DIRECTIVES ::
1. Repeat the passage about the Dior exhibition between "In the case" and "served as inspiration.", inclusive, swapping "atrium" for "courtyard".
2. Extend the article on the Dior exhibition in Denver by writing what comes after its final sentence.

In 1947, Christian Dior revolutionized fashion with a collection whose sexy silhouettes and dropped hemlines celebrated femininity just as Europe emerged from years of the gravity and gloom of war. An exhibition commemorating seven decades of the house’s creations at Paris’s Musée des Arts Décoratifs was a sensation last year. Now, a modified version of that show, with a completely new presentation by the New York office of OMA, has opened at the Denver Art Museum (DAM).
For Dior: From Paris to the World curator Florence Müller, the choice of exhibition designer was simple. As she recalls, she was “totally captured by the beauty” of OMA’s design for Manus x Machina, the Costume Institute’s 2016 spring show at New York’s Metropolitan Museum of Art. “The studio dealt with the architecture of the museum in a subtle and surprising manner.”
In the case of the Met, the challenge was transforming an atrium not generally used as a gallery. Daniel Libeskind’s shard-like, titanium-clad Hamilton Building at DAM, whose galleries zig and zag and point in every direction, presented a whole other set of display problems, but also served as inspiration.

DATA EXTRACT ::
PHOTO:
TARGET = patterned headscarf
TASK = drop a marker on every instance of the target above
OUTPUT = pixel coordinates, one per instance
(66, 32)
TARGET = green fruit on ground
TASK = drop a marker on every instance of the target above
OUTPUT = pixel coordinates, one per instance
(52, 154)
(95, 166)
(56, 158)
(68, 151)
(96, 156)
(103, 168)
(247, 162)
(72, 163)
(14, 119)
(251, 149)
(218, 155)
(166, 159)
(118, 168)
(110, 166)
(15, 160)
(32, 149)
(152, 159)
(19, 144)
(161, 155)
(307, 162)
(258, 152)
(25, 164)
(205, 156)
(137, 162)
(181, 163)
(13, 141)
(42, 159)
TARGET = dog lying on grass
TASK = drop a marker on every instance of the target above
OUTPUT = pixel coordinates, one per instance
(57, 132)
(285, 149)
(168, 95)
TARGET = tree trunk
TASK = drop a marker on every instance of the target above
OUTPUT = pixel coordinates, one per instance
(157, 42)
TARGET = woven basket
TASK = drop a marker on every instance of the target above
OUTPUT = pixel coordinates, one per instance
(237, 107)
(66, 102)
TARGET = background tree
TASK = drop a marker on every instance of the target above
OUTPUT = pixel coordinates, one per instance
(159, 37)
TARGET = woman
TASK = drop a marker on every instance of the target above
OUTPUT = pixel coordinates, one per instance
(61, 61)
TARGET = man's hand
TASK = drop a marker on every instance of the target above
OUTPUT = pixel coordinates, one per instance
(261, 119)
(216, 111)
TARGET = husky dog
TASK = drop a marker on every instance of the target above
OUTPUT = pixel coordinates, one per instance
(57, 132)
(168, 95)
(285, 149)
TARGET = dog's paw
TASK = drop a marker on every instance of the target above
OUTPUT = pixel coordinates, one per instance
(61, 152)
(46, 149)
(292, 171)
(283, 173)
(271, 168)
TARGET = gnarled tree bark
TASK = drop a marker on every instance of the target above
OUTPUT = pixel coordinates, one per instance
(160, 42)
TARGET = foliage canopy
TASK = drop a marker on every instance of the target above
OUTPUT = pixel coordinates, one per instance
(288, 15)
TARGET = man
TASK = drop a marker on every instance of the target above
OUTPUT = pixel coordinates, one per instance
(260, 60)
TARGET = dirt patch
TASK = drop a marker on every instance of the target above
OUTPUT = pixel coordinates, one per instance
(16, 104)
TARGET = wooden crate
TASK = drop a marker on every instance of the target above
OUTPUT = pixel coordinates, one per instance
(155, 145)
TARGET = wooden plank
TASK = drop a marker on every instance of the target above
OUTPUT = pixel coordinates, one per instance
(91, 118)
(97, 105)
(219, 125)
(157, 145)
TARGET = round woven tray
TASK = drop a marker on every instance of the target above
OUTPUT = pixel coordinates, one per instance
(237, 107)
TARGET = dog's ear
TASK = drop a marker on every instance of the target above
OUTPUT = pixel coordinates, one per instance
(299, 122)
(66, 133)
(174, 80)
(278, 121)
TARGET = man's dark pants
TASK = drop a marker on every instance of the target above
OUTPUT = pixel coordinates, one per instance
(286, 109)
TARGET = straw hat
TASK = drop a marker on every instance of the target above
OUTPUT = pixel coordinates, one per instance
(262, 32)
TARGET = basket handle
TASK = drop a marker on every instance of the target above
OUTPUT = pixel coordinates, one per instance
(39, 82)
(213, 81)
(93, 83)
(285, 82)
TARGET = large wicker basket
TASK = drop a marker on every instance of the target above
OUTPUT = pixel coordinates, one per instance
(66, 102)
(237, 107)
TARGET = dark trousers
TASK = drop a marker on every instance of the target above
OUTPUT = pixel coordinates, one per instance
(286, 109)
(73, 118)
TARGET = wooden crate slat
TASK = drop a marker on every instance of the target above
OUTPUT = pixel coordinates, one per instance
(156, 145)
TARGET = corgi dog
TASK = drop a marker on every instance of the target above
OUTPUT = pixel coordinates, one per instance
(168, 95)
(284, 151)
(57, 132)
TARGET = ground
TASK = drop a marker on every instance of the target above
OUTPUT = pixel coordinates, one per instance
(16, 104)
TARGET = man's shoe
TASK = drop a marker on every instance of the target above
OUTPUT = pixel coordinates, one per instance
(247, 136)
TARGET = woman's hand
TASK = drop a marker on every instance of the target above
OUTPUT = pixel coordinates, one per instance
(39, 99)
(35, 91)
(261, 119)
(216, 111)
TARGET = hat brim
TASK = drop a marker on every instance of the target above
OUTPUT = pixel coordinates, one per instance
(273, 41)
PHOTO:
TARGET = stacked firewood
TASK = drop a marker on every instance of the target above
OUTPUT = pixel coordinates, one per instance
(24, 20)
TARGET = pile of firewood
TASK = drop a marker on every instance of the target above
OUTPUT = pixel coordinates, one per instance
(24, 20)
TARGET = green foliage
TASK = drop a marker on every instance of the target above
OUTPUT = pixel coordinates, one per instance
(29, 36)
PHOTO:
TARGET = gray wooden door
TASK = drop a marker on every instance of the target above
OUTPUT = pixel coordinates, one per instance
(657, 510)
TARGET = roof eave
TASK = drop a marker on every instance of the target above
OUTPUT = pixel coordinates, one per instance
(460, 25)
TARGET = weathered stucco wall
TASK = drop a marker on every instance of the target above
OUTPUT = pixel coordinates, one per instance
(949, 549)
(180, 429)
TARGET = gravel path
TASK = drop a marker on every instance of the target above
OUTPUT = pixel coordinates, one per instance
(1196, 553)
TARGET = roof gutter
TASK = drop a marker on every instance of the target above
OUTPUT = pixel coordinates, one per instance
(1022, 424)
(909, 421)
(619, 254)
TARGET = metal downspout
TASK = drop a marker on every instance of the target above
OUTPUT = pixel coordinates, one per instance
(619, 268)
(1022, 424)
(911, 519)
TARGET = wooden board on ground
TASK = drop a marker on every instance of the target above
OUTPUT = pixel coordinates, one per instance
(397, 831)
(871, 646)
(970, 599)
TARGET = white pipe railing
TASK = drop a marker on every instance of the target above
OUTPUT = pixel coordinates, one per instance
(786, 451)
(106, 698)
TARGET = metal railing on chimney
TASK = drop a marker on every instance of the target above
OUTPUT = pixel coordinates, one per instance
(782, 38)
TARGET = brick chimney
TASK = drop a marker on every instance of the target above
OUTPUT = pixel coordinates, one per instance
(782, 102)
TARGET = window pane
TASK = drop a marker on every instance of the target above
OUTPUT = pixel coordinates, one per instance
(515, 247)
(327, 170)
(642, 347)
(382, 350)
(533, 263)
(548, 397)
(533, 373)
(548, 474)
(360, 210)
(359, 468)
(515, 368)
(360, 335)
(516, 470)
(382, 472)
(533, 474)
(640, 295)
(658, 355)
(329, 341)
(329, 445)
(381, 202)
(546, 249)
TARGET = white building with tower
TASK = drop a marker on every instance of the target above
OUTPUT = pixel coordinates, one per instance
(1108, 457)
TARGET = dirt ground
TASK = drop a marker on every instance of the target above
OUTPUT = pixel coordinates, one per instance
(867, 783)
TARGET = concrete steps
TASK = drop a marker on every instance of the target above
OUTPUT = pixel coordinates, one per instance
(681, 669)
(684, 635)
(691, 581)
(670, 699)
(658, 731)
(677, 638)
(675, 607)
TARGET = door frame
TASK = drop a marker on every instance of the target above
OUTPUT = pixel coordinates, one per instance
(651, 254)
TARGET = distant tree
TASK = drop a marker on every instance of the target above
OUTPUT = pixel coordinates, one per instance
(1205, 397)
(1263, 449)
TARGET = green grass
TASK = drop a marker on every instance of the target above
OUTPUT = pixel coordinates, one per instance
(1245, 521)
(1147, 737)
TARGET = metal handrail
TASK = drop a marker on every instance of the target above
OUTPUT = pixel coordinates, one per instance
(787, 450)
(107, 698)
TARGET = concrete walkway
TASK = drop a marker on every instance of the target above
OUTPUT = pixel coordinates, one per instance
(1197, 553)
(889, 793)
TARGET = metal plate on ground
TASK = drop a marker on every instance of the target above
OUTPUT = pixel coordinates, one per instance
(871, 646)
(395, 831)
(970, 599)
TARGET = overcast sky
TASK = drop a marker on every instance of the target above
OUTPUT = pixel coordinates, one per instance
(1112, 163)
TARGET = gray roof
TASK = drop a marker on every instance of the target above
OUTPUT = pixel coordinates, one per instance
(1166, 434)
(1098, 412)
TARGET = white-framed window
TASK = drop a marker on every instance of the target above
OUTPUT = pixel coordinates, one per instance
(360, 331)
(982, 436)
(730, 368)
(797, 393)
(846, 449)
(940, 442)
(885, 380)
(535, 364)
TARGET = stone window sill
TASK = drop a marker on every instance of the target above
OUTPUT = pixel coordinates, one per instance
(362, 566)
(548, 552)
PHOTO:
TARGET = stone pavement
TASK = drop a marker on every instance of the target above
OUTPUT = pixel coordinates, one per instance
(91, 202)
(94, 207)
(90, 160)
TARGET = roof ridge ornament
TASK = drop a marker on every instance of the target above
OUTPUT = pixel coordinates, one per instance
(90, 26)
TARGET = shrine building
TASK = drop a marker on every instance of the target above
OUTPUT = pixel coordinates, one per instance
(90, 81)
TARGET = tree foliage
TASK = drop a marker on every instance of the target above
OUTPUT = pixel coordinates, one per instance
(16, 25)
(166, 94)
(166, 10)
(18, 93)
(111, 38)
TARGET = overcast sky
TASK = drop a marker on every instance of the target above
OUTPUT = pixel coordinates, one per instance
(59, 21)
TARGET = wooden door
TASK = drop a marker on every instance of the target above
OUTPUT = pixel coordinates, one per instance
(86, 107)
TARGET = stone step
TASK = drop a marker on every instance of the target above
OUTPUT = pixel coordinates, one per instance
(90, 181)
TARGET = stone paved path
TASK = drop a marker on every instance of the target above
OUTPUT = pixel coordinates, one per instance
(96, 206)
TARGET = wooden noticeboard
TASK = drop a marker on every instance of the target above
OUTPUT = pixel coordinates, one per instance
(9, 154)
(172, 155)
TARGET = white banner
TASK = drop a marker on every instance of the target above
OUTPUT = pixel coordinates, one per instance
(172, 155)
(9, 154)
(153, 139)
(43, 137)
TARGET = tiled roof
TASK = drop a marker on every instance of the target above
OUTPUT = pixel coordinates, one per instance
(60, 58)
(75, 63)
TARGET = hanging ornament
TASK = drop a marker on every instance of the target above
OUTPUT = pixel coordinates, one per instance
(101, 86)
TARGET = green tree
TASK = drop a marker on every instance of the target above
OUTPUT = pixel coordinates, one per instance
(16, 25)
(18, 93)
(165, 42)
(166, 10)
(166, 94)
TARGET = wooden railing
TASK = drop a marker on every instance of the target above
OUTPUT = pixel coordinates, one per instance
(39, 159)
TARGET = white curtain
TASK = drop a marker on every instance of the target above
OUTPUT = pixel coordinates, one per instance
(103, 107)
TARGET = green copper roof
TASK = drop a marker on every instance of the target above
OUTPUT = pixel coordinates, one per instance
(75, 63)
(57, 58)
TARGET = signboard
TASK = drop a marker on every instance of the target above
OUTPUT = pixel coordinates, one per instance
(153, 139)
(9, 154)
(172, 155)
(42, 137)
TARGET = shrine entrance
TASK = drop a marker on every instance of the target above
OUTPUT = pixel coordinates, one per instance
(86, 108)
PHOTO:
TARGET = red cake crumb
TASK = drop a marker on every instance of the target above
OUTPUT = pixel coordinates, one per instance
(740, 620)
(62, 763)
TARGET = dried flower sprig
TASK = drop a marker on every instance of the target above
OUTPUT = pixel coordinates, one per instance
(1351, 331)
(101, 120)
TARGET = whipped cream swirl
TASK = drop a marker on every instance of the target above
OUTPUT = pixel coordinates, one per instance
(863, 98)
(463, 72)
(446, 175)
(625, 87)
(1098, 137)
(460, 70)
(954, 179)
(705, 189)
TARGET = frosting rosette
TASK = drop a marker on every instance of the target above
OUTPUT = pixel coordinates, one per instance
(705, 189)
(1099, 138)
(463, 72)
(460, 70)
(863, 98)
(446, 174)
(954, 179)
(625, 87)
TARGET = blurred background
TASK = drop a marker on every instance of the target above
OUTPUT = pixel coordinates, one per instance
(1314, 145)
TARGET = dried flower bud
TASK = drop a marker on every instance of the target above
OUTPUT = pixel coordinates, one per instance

FINAL ANSWERS ::
1.
In the case of the Met, the challenge was transforming an courtyard not generally used as a gallery. Daniel Libeskind’s shard-like, titanium-clad Hamilton Building at DAM, whose galleries zig and zag and point in every direction, presented a whole other set of display problems, but also served as inspiration.

2.
“My first instinct was to ignore the architecture,” says OMA New York director Shohei Shigematsu. “Then it became fun to react to it. We ultimately decided to bring the outside in, but with a different texture and form.” The building’s titanium facades translated into expansive metal paneling throughout most of the 13,700 square feet of galleries, as well as 134 petal-shaped platforms in the final room of the exhibition (see floor plan), which Shigematsu likens to a wunderkammer. Within that entire backdrop are arrayed over 200 mannequins outfitted in signature early-Dior dresses and colorful couture garments by later creative directors Yves Saint Laurent, Marc Bohan, Gianfranco Ferré, Raf Simons, John Galliano, and Maria Grazia Chiuri, in addition to artworks, accessories, jewelry, photographs, sketches, videos, and other archival material.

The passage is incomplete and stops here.